- Task objective -
From the listing below, pull out every line that contains the word "lamp".

[A run of records]
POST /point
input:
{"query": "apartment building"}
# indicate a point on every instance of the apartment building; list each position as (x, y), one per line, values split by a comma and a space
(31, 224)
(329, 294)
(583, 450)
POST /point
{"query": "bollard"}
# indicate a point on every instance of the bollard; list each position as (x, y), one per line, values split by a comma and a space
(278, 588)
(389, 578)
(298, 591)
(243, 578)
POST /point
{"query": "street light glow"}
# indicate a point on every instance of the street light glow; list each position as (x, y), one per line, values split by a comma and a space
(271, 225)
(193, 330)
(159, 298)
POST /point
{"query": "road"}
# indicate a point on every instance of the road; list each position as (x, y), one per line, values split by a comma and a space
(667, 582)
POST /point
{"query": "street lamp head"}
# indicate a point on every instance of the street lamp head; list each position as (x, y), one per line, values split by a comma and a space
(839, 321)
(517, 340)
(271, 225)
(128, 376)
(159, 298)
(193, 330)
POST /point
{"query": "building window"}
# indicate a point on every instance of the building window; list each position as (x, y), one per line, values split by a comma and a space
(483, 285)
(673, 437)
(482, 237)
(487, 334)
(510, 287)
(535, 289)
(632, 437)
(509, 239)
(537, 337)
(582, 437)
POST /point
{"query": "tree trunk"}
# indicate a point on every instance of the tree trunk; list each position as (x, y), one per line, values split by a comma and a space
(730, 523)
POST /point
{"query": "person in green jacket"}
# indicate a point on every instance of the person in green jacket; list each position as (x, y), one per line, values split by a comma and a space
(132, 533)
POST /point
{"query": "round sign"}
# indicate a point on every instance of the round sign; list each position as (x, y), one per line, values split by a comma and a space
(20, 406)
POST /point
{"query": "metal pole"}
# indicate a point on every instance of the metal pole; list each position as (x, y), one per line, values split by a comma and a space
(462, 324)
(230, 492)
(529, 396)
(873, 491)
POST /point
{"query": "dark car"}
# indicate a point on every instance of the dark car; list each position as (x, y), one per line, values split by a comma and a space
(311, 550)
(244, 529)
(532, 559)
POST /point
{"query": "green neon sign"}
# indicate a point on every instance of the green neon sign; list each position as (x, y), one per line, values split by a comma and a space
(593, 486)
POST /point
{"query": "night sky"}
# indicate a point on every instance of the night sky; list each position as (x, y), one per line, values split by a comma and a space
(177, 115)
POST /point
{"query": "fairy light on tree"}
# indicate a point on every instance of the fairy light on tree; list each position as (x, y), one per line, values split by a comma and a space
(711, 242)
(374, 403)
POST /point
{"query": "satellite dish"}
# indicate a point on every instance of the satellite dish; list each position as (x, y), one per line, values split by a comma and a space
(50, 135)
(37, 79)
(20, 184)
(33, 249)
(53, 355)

- Reply to the exercise -
{"query": "street lamp head"}
# indicate a point on every instance of the street lamp head; list each position as (x, y), one per line, values split by a comma and a space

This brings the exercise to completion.